--- Passage provided Enclosed Below ---


[24, Christ Triumphant altarpiece, c. 1200, unknown Tuscan artist, Uffizi Gallery, Florence] Back in the Middle Ages, altarpieces were far from realistic. Panels, like painted pages, told Bible stories…but with little sense of depth. To show Jesus' head leaning out…it actually does.

[25, Rucellai Madonna, 1285, Duccio, Uffizi Gallery, Florence] Here, angels are stacked on top of each other with no concern for realistic depth. The throne is crudely drawn. It's as if Mary and baby Jesus exist somewhere in a golden never-land. Mary, like a flat cardboard-cutout, seems to float weightlessly.

[26, Virgin and Child Enthroned, c. 1300, Cimabue, Uffizi Gallery, Florence] A decade later, this work takes a few baby steps forward. The throne, while still clunky, shows an attempt to create the illusion of depth. Mary's foot actually sticks out over the edge. But the angels, while now portrayed one behind the other, are still stacked…like heavenly bookends.

[27, Giotto, 1267–1337; Ognissanti Madonna, 1306, Uffizi Gallery, Florence] The great leap forward was made by the pioneering late-medieval artist Giotto. Still a century before the Renaissance, Giotto creates a spacious three-dimensional "stage," and then fills it. There's a realistic canopied throne surrounded by real bodies: angels in front, prophets behind, clearly defining its depth. Mary herself is monumental…you know there's a body under her robe.

[28, Masaccio, 1401–1428; The Tribute Money, 1427, Brancacci Chapel, Florence] Building on Giotto's work, the ground-breaking artist Masaccio gave his figures believability: they had mass, shadows indicated a light source, they came with a range of emotions. And Masaccio portrayed the illusion of depth like never before. He masterfully captured the three-dimensional world on a two-dimensional surface.

[29, Holy Trinity, 1427, Masaccio, Santa Maria Novella, Florence] Masaccio painted this believable scene on a flat church wall. He used math to create linear perspective. Parallel lines would converge at what's called the "vanishing point." With this revolutionary technique, it's as if Masaccio blew a hole in that wall, creating a chapel, and letting worshippers feel like they're standing in the presence of the Holy Trinity…portrayed here before our very eyes: God the father, the son, and a dove representing the Holy Spirit.

--- End of Enclosed Passage provided ---

■ **Activity list**
• 1. In the passage on early Florentine painting, what did Masaccio use to create linear perspective in the Holy Trinity?
• 2. Decide whether each statement agrees with the passage on early Florentine painting, and support each yes or no with the deciding words from the passage, quoted exactly: (a) In Duccio's Rucellai Madonna, Mary appears to float. (b) Giotto painted after the Renaissance had begun. (c) In Cimabue's Virgin and Child Enthroned, Mary's foot extends past the edge.
• 3. Carry the passage on early Florentine painting forward from the point where it stops.
The entries that come after this passage are separate material and do not relate to it.

--- Source data Enclosed Below ---

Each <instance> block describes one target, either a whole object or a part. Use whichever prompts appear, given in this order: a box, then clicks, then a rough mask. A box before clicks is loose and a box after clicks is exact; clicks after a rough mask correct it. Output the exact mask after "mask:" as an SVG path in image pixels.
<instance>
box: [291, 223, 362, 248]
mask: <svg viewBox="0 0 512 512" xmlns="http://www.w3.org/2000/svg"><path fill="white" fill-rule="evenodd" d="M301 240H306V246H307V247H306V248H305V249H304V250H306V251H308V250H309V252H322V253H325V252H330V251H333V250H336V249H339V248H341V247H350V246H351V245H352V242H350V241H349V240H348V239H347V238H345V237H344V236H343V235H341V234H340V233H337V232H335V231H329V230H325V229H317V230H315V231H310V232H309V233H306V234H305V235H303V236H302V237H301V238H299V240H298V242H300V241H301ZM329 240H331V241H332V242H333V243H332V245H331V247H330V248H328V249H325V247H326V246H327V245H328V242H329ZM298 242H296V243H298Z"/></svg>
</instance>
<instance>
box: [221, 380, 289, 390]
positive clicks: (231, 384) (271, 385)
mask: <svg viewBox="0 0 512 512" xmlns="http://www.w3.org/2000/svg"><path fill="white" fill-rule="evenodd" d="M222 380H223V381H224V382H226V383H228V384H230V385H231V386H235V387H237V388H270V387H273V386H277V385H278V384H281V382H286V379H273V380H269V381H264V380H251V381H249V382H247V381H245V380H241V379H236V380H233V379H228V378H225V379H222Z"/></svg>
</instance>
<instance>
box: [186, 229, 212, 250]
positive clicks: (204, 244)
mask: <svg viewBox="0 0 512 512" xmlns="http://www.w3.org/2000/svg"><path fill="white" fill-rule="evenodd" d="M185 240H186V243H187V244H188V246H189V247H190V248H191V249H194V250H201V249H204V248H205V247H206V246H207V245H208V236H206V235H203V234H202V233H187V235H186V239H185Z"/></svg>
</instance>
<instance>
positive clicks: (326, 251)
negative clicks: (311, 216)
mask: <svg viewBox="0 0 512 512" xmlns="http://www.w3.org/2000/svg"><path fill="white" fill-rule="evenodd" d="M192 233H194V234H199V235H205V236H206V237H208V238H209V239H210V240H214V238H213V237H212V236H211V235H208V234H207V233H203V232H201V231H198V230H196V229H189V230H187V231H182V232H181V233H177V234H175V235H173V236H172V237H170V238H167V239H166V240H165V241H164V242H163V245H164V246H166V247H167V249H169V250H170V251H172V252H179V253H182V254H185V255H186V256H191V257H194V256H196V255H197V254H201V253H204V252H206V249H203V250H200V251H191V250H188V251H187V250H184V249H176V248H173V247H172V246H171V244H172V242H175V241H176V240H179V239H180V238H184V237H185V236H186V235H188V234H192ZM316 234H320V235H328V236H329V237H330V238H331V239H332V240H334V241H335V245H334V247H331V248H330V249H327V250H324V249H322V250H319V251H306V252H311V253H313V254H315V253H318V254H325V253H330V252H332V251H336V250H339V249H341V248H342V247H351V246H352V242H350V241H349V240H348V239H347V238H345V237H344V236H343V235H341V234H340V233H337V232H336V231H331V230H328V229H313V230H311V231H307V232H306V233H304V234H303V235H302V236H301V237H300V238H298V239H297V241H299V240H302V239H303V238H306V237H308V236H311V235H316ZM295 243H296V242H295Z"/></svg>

--- End of Enclosed Source data ---

■ **Expected results**
• 1. He used math.

• 2.
(a) Yes: "Mary, like a flat cardboard-cutout, seems to float weightlessly."
(b) No: "Still a century before the Renaissance, Giotto creates a spacious three-dimensional "stage," and then fills it."
(c) Yes: "Mary's foot actually sticks out over the edge."

• 3.
[30, Fra Angelico, 1395–1455; frescoes in each monk's cell in San Marco Monastery, Florence] Masaccio influenced the early Renaissance artist Fra Angelico — a humble monk as well as a great painter. Using the fresco technique — where the plaster is put on the wall, then painted while still wet — he decorated the walls of his own monastery, giving each cell a meditation-enhancing scene.

[31] For Fra Angelico, painting was a form of prayer, and it's said he couldn't paint a crucifix without shedding tears. He fused medieval spirituality with groundbreaking Renaissance techniques to achieve a new level of realism…drama…and emotional impact.

[32, Deposition of Christ, 1434, Fra Angelico, San Marco Museum, Florence] His painting of the Deposition (Christ taken down from the cross) was no longer just a symbol of the crucifixion, but featured a real man mourned by both haloed saints and contemporary Florentines, amid a very real setting — one of the first great landscapes ever painted. And this holy scene is not in faraway Jerusalem but on a lawn in Tuscany…among real trees and everyday people…bringing the Bible lesson closer to home.

[33, Annunciation, c. 1450, Fra Angelico, San Marco Museum, Florence] This Fra Angelico scene of the Annunciation — the angel telling Mary she'll give birth to the Messiah — greeted monks at the top of the stairs as they headed to their cells. It's set in an everyday garden, beneath a shady arcade — with receding columns creating a sense of depth…bringing this heavenly scene down to earth.

[34, Madonna and Child, 1465, Filippo Lippi] Increasingly, Renaissance artists were enlivening their subjects. Here Mary and her child are portrayed with a new playfulness…complete with a couple of cheeky angel boys. Even without the gold plate halo, we know she's holy — she radiates sweetness and light from her divine face.